- Exercise task
Reproduce verbatim the lines below, starting with the line containing "For every instance of the chair backrest, drop" and continuing through the line containing "pixel 63 148", with both of those lines included.

- Data rows
◇ ◇ ◇

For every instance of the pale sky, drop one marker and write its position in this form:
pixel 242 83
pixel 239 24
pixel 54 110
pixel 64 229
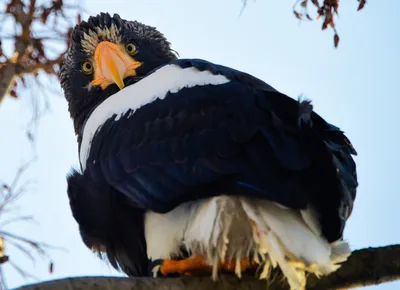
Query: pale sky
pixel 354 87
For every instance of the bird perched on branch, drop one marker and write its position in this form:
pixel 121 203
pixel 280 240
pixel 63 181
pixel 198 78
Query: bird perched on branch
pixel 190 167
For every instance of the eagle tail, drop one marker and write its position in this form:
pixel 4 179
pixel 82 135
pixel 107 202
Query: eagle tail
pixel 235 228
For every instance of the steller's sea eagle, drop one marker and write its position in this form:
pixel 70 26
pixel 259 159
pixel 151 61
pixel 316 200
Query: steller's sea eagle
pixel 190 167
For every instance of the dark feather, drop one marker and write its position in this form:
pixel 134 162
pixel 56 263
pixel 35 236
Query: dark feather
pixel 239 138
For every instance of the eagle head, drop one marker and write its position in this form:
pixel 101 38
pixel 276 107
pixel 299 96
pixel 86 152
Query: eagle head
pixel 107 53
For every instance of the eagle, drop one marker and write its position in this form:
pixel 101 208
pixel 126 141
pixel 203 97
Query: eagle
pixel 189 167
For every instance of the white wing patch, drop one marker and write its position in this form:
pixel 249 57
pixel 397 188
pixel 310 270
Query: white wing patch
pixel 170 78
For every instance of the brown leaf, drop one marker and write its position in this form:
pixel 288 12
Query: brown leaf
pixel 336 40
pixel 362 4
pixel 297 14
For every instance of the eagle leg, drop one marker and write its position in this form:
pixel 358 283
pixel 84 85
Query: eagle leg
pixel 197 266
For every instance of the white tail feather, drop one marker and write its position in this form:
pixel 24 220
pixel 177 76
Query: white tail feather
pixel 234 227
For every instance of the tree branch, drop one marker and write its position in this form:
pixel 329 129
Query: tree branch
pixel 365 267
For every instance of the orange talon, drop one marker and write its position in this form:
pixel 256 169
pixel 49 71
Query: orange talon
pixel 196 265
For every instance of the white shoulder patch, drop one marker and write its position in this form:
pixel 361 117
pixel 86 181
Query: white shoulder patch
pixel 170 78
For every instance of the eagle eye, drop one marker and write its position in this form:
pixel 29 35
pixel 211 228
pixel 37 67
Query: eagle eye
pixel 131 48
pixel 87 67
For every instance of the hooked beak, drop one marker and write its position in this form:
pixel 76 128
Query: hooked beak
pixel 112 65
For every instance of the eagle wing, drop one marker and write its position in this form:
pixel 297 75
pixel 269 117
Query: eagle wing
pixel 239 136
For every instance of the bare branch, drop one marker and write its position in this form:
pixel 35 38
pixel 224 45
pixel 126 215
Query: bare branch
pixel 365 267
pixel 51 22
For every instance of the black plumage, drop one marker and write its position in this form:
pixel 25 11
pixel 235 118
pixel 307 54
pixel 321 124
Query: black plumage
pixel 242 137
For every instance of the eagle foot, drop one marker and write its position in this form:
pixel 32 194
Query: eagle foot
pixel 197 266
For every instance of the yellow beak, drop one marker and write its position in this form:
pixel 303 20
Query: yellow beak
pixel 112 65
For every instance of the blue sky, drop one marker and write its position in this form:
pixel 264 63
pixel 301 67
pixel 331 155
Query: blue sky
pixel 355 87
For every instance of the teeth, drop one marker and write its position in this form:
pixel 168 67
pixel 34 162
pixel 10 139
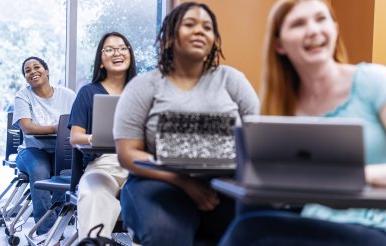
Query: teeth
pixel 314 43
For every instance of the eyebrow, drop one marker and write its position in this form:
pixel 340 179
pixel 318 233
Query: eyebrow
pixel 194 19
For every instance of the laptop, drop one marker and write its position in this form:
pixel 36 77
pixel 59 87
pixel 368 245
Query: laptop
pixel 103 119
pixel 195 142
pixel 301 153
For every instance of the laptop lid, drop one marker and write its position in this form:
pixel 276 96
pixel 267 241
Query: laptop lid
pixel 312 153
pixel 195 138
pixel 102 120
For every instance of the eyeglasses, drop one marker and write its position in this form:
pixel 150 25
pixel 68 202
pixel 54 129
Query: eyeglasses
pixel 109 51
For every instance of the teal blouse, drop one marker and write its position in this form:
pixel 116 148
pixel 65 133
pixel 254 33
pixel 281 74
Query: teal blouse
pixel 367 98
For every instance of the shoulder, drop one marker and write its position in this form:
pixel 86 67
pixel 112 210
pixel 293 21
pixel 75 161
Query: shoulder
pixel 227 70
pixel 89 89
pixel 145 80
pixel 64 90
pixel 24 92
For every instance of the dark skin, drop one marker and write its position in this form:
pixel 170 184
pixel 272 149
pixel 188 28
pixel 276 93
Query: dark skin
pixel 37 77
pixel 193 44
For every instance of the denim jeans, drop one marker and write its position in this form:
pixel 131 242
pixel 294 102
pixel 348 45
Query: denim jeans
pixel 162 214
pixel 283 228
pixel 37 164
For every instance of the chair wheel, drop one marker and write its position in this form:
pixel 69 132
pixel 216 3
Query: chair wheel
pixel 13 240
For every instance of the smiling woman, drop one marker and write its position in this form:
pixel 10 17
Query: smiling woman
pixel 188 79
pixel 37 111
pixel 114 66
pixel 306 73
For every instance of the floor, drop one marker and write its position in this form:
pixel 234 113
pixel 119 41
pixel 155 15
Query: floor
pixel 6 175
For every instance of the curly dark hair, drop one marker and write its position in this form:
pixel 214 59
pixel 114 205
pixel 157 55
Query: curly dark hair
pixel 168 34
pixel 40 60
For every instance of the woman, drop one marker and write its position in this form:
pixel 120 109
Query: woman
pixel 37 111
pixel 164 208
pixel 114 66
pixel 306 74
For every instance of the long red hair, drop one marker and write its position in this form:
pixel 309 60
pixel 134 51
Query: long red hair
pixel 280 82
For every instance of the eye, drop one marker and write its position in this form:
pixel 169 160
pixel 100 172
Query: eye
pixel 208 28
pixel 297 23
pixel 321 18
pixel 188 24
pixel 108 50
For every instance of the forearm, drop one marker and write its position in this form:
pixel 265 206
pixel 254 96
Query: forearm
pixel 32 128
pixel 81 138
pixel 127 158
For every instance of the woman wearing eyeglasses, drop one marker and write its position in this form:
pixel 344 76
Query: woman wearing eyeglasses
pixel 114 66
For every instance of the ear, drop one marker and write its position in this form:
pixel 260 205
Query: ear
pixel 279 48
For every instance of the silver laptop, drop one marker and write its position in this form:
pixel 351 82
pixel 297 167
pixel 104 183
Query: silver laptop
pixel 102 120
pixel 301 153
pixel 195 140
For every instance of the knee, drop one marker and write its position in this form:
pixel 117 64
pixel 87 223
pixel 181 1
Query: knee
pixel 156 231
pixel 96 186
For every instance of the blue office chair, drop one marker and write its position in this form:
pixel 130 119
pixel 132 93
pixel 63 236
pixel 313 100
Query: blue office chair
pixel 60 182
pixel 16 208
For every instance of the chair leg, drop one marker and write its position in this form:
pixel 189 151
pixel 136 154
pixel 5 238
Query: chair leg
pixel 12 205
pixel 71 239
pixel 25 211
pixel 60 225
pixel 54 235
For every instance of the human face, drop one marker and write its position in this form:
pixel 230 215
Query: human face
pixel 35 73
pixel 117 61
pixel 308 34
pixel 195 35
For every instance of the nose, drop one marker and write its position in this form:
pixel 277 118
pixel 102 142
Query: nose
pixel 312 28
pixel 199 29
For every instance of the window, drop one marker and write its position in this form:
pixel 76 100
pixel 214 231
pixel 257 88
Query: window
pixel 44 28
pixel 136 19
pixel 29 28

◇ ◇ ◇

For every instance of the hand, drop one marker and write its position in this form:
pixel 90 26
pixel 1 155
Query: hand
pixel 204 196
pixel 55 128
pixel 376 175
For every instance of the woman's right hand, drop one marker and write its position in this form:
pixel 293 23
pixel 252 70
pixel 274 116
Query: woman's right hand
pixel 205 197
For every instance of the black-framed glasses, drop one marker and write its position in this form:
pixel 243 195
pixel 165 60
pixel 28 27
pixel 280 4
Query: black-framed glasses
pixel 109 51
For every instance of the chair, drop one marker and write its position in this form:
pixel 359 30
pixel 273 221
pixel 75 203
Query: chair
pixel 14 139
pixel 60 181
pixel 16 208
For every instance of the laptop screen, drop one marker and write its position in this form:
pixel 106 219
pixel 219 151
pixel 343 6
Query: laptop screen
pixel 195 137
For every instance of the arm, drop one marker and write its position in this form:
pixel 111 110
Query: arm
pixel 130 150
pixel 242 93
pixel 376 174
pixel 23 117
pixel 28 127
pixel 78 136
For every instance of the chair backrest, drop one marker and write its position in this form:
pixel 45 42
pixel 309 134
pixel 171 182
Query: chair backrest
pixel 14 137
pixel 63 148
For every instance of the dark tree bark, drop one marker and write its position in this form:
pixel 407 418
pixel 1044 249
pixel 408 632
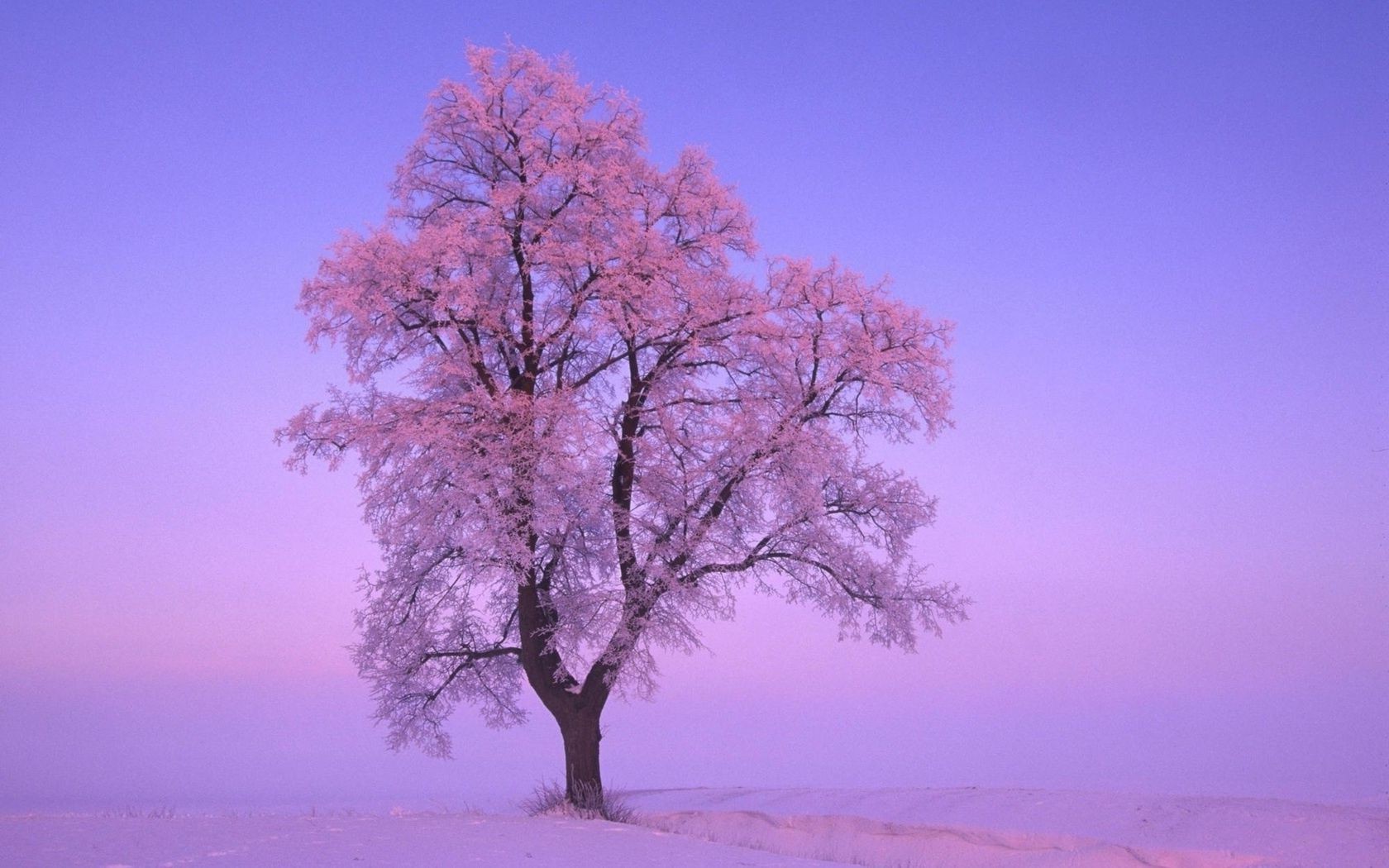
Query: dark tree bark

◇ ◇ ◇

- Solution for this task
For every instance of the chair backrest, drop one marker and write its position in this form:
pixel 45 42
pixel 309 134
pixel 171 182
Query: chair backrest
pixel 14 137
pixel 63 148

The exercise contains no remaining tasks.